Taken together, these explanations are valuable and we have analyzed many of them on the pages of GEOpolitics over the past two years. However, they do not tell the full story.
I argue that the primary reason the Georgian Dream remained in power is the economy. On the one hand, the Georgian Dream has managed to maintain economic growth, largely based on tourism, shady trade with Russia, and the growing tech sector. These factors have been addressed elsewhere in the findings of Gnomon Wise and FactCheck Georgia. However, in addition to the economic growth, which allows the Georgian Dream to score propaganda points, the primary reason for its political survival is the ability to weaponize the economy, and more importantly, to weaponize poverty.
The Georgian Dream’s survival can only be fully understood when examining how poverty, economic precarity, and selective growth are deliberately weaponized to stabilize authoritarian rule.
The Georgian Dream’s survival can only be fully understood when examining how poverty, economic precarity, and selective growth are deliberately weaponized to stabilize authoritarian rule. Beyond repression and institutional capture, the regime has systematically transformed social policy, employment dependence, regional inequality, and fear of material loss into mechanisms of political obedience. In contexts where large segments of the population rely on state-mediated access to jobs, healthcare, subsidies, and informal economic protection, political loyalty is increasingly enforced through material vulnerability.
════════════════════
#### [DIRECTIONS]
1. Rewrite the passage on the Georgian Dream's hold on power between "Taken together, these" and "the full story.", inclusive, substituting "interpretations" for "explanations".
2. Extend the passage on the Georgian Dream's hold on power by writing what comes after its final sentence.
The material that comes next has no connection to the passage on the Georgian Dream's hold on power.

#### [GIVEN DATA]
════════════════════
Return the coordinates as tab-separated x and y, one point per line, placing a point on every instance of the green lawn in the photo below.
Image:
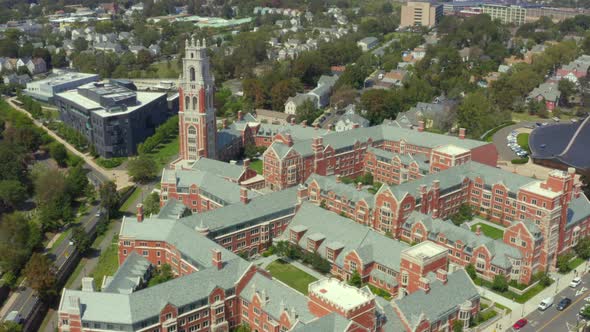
════════════════════
#### [FINAL ANSWERS]
1.
Taken together, these interpretations are valuable and we have analyzed many of them on the pages of GEOpolitics over the past two years. However, they do not tell the full story.

2.
Georgia’s recent macroeconomic performance, which the Georgian Dream often takes pride in, is outstanding, but it still reflects a low-income, poor European society in lived terms. Georgia’s real gross domestic product (GDP) grew by 7.2% in November 2025, compared to the same month last year, according to data released by the National Statistics Office (GeoStat) on 31 December. In 2025, Georgia’s economy grew by 7% (per EBRD assessment), and it is expected to grow by 5% in 2026. Between 2019 and 2025, Georgia’s nominal GDP nearly doubled and is projected to exceed GEL 100 billion in 2025, while GDP per capita is expected to exceed USD 10,000, a claim recently highlighted by Georgian Dream’s Prime Minister, Irakli Kobakhidze.
On paper, the figures appear impressive; however, they obscure poverty, which becomes apparent when either juxtaposed with European figures or analyzed more deeply. Georgia’s GDP per capita of USD 9,241.5 in 2024 was less than one-quarter of the EU average of USD 43,145. Moreover, rapid growth from a low base of 9.7% in 2024 and around 7% in 2025 can generate record propaganda headlines while leaving most households materially insecure. GeoStat’s own welfare indicators confirm this: 9.4% of the population lived below the absolute poverty line in 2024, with poverty sharply regionalized (11.9% in rural areas versus 7.8% in urban ones).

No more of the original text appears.